[Opening SOURCE DATA section]

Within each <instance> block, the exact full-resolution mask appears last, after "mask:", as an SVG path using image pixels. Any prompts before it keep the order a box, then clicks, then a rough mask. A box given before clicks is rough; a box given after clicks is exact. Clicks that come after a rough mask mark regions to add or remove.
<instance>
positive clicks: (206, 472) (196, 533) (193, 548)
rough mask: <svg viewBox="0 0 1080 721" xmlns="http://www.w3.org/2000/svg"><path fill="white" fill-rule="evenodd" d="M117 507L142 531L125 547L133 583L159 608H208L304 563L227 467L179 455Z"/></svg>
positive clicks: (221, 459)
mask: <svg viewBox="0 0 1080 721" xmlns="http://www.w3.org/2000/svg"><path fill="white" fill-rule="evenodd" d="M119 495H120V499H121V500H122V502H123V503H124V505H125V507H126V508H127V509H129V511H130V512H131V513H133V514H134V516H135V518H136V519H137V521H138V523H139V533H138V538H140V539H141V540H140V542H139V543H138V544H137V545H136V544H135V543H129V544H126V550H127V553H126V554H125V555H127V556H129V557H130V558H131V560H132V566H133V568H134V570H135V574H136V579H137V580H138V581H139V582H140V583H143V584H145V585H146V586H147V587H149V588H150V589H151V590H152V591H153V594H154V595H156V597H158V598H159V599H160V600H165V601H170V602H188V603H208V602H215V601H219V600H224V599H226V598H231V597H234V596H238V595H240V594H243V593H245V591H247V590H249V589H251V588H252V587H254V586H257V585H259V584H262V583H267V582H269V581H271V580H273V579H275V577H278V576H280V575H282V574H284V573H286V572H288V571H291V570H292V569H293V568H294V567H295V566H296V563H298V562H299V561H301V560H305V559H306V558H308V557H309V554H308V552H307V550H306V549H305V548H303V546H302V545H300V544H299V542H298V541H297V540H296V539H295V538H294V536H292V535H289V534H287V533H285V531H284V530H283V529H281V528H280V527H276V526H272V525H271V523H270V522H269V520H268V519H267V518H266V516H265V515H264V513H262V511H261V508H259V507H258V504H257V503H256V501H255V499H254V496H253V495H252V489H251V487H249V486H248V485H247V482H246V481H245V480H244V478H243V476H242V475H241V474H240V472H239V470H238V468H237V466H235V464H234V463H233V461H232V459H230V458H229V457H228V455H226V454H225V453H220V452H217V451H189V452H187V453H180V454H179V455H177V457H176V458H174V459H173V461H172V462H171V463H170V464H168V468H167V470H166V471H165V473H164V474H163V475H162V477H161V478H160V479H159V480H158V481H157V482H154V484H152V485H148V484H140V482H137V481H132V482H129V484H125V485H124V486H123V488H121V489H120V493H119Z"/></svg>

[Closing SOURCE DATA section]

§ **PROBLEM DESCRIPTION**
All the entries above need to be repeated word for word.

§ **SOLUTION FOR THIS EXERCISE**
Within each <instance> block, the exact full-resolution mask appears last, after "mask:", as an SVG path using image pixels. Any prompts before it keep the order a box, then clicks, then a rough mask. A box given before clicks is rough; a box given after clicks is exact. Clicks that come after a rough mask mark regions to add or remove.
<instance>
positive clicks: (206, 472) (196, 533) (193, 548)
rough mask: <svg viewBox="0 0 1080 721" xmlns="http://www.w3.org/2000/svg"><path fill="white" fill-rule="evenodd" d="M117 507L142 531L125 547L133 583L159 608H208L304 563L227 467L179 455Z"/></svg>
positive clicks: (221, 459)
mask: <svg viewBox="0 0 1080 721" xmlns="http://www.w3.org/2000/svg"><path fill="white" fill-rule="evenodd" d="M119 495H120V499H121V500H122V502H123V503H124V505H125V507H126V508H127V509H129V511H130V512H131V513H133V514H134V516H135V518H136V519H137V521H138V523H139V533H138V538H140V539H141V540H140V542H139V543H138V544H137V545H136V544H135V543H129V544H126V550H127V553H126V554H125V555H127V556H129V557H130V558H131V560H132V566H133V568H134V570H135V574H136V579H137V580H138V581H139V582H140V583H143V584H145V585H146V586H147V587H149V588H150V589H151V590H152V591H153V594H154V595H156V597H158V598H159V599H160V600H165V601H170V602H188V603H208V602H215V601H219V600H224V599H226V598H231V597H234V596H238V595H240V594H243V593H245V591H247V590H249V589H251V588H252V587H254V586H257V585H259V584H262V583H267V582H269V581H271V580H273V579H275V577H278V576H280V575H282V574H284V573H286V572H288V571H291V570H292V569H293V568H294V567H295V566H296V563H298V562H299V561H301V560H305V559H306V558H308V557H309V554H308V552H307V550H306V549H305V548H303V546H302V545H300V544H299V542H298V541H297V540H296V539H295V538H294V536H292V535H289V534H287V533H285V531H284V530H283V529H281V528H280V527H276V526H272V525H271V523H270V522H269V520H268V519H267V518H266V516H265V515H264V513H262V511H261V508H259V507H258V504H257V503H256V501H255V499H254V496H253V495H252V489H251V487H249V486H248V485H247V482H246V481H245V480H244V478H243V476H242V475H241V474H240V472H239V470H238V468H237V466H235V464H234V463H233V461H232V459H230V458H229V457H228V455H226V454H225V453H220V452H217V451H189V452H187V453H180V454H179V455H177V457H176V458H174V459H173V461H172V462H171V463H170V464H168V468H167V470H166V471H165V473H164V474H163V475H162V477H161V478H160V479H159V480H158V481H157V482H154V484H152V485H148V484H140V482H137V481H132V482H129V484H125V485H124V486H123V488H121V489H120V493H119Z"/></svg>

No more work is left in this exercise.